## Task directions
Quote the part of the entries below that opens with their first line and closes with the line containing "<point>729,242</point>", including both of those lines. Reproduce every line unchanged.

Extracted records:
---+---
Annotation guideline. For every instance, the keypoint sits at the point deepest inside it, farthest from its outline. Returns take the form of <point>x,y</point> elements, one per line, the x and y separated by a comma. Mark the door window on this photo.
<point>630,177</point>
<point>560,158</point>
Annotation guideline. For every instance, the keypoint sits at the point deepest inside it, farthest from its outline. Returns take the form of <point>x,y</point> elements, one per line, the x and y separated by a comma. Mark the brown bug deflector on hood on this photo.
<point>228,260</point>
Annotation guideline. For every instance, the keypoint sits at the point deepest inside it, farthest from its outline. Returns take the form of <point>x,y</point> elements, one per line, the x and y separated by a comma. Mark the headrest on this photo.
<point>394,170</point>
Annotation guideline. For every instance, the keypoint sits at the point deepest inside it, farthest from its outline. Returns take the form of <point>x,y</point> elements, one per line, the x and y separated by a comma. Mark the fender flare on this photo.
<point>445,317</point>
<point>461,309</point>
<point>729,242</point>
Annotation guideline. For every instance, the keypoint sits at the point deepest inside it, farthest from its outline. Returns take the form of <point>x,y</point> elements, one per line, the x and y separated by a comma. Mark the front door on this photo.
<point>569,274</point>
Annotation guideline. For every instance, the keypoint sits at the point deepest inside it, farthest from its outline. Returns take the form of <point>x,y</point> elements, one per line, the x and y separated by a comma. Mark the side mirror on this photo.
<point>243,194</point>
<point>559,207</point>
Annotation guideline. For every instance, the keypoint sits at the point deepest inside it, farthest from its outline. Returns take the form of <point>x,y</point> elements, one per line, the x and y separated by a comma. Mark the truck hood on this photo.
---+---
## Exercise output
Annotation guideline. For every instance, the keypoint sits at the point deepest inside it, farthest from its outline. Returns take the form of <point>x,y</point> elements, one per line, the x and y separated by a comma. Mark the door window on this photo.
<point>630,177</point>
<point>560,158</point>
Annotation guideline. For every instance, the keypoint sits at the point deepest inside it, farthest from its outline. Returns take the form of <point>x,y</point> elements, one per line, the x and y separated by a comma. Mark the brown bug deflector on hood on this photo.
<point>228,260</point>
Annotation guideline. For every instance, the keypoint sits at the point deepest inside it, farthest from its outline. Returns take the form of <point>x,y</point> elements, one per line, the x and y separated by a comma. Mark the headrest on this photo.
<point>394,170</point>
Annotation guideline. For every instance, the keypoint sits at the point deepest inside it, farthest from its outline. Returns take the form of <point>x,y</point> elements, one per line, the x and y separated by a comma. Mark the fender flare on this photo.
<point>445,317</point>
<point>461,309</point>
<point>729,242</point>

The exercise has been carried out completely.